**Questions to answer**:
1 - Retype a passage from the watermelon genome article word for word, beginning at the words "(Nanowerk News) Sweeter" and stopping after "more resistant watermelon.".
2 - Answer these questions using the watermelon genome article:
(a) How many genes does the domesticated watermelon genome contain?
(b) In which journal was the watermelon genome sequence published?
(c) Where are the watermelon genome sequences publicly available?
3 - List every person named in the watermelon genome article.

Decoded genome paves way for better watermelons

(Nanowerk News) Sweeter and more disease-resistant watermelons just may be on their way, thanks to an international consortium of more than 60 scientists that has just published the genome sequence of watermelon (Citrullus lanatus). Such information could dramatically accelerate breeding to produce more nutritious, tastier and more resistant watermelon.
The watermelon genome sequence was published in the Nov. 25 online version of the journal Nature Genetics.
Scientists and plant breeders may now use information from the sequenced watermelon genome to develop tastier and more disease resistance varieties in the future. The image shows current U.S. watermelon varieties.
The researchers, who work in the United States, China and Europe, discovered that a large portion of disease resistance genes were lost in the domestication of watermelon. With the high-quality watermelon sequence now complete, it is hoped that breeders may use the information to recover some of these natural defenses.
The authors reported that the genome of the domesticated watermelon contains 23,440 genes, roughly the same number of genes as in humans. The group compared the genomes of 20 watermelon varieties and developed a first-generation genetic variation map (HapMap) for watermelon. This information allowed them to identify genomic regions associated with fruit color, taste and size.
"Watermelons are an important cash crop and among the top five most consumed fresh fruits; however, cultivated watermelons have a very narrow genetic base, which presents a major bottleneck to its breeding," said Zhangjun Fei, a scientist at the Boyce Thompson Institute for Plant Research (BTI) on Cornell's campus and one of the project leaders.
Fei worked with BTI scientists, among others, on different aspects of the research: James Giovannoni to generate the gene expression data through RNA-sequencing and Lukas Mueller to provide additional analysis to confirm the quality of the genome assembly.
The genome sequences of the watermelon are publicly available at the Cucurbit Genomics Database, which is created and maintained by Fei's group.

**Listed records**:
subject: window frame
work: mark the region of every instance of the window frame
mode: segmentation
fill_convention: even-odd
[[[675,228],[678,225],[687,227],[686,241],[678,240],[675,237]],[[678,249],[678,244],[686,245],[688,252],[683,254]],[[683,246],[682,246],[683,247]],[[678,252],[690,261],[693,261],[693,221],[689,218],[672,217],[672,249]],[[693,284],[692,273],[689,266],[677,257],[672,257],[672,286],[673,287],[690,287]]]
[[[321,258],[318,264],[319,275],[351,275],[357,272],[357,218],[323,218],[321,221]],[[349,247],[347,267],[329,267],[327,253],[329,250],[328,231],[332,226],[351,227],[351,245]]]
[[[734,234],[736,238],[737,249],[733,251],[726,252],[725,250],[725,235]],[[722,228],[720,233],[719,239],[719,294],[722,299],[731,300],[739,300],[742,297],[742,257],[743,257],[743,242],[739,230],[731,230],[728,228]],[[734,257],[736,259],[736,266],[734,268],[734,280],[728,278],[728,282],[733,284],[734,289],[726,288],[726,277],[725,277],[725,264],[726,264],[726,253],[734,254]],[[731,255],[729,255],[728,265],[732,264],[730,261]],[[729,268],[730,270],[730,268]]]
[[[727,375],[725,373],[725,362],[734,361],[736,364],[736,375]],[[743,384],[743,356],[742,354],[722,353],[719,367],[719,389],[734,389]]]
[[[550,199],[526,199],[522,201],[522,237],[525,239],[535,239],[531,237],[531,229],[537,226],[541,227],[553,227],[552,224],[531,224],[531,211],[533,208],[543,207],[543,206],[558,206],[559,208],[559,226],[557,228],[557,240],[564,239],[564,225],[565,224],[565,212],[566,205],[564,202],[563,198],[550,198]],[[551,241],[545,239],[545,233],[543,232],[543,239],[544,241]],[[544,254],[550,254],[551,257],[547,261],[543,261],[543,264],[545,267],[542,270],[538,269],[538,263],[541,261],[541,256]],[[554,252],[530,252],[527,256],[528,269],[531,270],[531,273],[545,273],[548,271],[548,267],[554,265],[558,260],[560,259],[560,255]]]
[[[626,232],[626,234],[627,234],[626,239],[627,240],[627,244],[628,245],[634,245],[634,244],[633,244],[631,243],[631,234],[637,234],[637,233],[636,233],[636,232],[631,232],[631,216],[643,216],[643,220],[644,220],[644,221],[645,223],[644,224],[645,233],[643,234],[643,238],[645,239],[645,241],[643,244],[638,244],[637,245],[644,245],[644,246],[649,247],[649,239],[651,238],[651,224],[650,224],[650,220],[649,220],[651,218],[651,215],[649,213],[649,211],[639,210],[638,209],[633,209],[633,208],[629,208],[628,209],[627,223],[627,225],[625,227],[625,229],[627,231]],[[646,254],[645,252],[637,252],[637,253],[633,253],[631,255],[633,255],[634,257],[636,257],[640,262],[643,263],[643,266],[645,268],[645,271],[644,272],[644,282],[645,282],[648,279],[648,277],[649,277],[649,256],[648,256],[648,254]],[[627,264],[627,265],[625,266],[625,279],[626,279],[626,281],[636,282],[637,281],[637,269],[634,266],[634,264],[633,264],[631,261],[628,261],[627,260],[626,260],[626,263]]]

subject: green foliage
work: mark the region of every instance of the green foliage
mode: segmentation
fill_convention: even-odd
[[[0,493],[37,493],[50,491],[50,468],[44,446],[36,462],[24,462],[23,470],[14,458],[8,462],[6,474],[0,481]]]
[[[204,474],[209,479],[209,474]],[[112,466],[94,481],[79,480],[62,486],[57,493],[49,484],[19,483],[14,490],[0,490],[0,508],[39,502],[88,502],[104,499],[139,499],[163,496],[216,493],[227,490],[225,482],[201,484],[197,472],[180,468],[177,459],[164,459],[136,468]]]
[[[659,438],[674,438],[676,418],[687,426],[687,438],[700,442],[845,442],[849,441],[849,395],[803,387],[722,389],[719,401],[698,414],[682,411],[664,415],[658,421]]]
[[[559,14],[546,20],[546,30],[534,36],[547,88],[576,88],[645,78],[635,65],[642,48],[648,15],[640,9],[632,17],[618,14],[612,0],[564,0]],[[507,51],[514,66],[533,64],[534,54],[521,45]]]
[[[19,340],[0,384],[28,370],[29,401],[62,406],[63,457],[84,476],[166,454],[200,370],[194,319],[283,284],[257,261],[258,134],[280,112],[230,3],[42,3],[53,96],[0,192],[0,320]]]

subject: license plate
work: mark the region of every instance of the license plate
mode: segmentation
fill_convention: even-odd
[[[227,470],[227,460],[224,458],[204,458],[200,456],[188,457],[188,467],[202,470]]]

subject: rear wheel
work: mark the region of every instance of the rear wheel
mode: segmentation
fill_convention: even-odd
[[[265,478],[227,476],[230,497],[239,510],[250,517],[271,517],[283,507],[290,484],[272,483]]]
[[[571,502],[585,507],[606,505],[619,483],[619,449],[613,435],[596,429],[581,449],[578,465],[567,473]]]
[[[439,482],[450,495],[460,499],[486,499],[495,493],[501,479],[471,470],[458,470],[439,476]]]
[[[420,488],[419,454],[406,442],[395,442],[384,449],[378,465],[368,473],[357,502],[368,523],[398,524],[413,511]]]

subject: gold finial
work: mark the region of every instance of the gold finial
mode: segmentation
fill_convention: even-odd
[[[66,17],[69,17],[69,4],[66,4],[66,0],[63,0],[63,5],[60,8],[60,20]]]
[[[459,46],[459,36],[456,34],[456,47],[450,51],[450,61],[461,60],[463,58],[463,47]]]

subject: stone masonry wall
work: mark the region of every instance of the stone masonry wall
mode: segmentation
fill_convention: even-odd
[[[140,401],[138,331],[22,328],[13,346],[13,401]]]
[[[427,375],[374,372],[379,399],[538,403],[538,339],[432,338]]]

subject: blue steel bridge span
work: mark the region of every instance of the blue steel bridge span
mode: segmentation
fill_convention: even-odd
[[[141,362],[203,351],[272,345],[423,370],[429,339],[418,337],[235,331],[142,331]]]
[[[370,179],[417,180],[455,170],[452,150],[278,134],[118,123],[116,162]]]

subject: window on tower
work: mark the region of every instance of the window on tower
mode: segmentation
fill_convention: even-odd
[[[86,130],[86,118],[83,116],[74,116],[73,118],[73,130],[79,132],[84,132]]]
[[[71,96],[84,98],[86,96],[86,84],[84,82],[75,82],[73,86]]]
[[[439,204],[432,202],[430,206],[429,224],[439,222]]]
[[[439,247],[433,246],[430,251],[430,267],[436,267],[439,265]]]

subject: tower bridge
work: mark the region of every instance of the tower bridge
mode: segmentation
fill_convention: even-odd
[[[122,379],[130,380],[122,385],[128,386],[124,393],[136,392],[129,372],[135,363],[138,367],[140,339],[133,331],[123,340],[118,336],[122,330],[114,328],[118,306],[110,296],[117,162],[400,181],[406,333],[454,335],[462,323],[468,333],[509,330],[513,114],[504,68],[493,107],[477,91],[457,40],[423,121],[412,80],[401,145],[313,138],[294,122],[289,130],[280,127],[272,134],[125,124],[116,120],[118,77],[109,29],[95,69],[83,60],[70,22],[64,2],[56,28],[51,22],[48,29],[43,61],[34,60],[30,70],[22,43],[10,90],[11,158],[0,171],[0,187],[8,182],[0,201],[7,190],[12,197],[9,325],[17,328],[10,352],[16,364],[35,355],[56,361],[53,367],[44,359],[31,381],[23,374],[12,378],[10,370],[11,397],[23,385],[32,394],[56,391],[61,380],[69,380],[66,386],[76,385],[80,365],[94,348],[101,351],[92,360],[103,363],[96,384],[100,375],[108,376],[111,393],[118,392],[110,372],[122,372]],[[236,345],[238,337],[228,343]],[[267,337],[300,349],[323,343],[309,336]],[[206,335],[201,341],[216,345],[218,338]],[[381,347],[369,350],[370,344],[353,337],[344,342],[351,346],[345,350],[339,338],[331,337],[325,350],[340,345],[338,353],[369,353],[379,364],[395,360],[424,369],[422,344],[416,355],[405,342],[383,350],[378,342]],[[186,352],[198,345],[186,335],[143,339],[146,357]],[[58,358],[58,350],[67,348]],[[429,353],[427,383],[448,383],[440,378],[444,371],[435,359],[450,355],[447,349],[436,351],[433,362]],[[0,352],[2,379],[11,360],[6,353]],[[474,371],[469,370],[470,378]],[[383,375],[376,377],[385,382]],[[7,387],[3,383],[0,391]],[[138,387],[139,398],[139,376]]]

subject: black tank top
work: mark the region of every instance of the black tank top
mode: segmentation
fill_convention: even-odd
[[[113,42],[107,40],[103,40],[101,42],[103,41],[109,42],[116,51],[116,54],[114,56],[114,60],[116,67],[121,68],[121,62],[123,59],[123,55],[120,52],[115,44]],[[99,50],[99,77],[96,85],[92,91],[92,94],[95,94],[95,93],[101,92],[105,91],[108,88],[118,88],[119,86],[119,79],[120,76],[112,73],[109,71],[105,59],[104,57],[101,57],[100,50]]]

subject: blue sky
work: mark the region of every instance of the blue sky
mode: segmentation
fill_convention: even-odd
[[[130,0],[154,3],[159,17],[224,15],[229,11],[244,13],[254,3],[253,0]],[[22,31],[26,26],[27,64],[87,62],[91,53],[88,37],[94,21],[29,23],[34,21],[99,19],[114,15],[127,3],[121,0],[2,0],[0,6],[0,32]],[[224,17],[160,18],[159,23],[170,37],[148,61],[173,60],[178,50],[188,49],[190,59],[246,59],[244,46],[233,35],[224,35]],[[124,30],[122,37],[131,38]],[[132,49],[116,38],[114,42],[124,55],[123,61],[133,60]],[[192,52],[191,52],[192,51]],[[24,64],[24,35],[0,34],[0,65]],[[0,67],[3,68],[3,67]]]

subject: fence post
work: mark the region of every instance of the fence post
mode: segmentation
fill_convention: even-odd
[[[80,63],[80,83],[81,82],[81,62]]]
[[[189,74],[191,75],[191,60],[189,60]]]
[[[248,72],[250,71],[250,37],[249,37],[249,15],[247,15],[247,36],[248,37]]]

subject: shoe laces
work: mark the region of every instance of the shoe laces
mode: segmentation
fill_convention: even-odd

**Responses by item number**:
1 -
(Nanowerk News) Sweeter and more disease-resistant watermelons just may be on their way, thanks to an international consortium of more than 60 scientists that has just published the genome sequence of watermelon (Citrullus lanatus). Such information could dramatically accelerate breeding to produce more nutritious, tastier and more resistant watermelon.

2 -
(a) 23,440
(b) Nature Genetics
(c) The Cucurbit Genomics Database

3 -
Zhangjun Fei
James Giovannoni
Lukas Mueller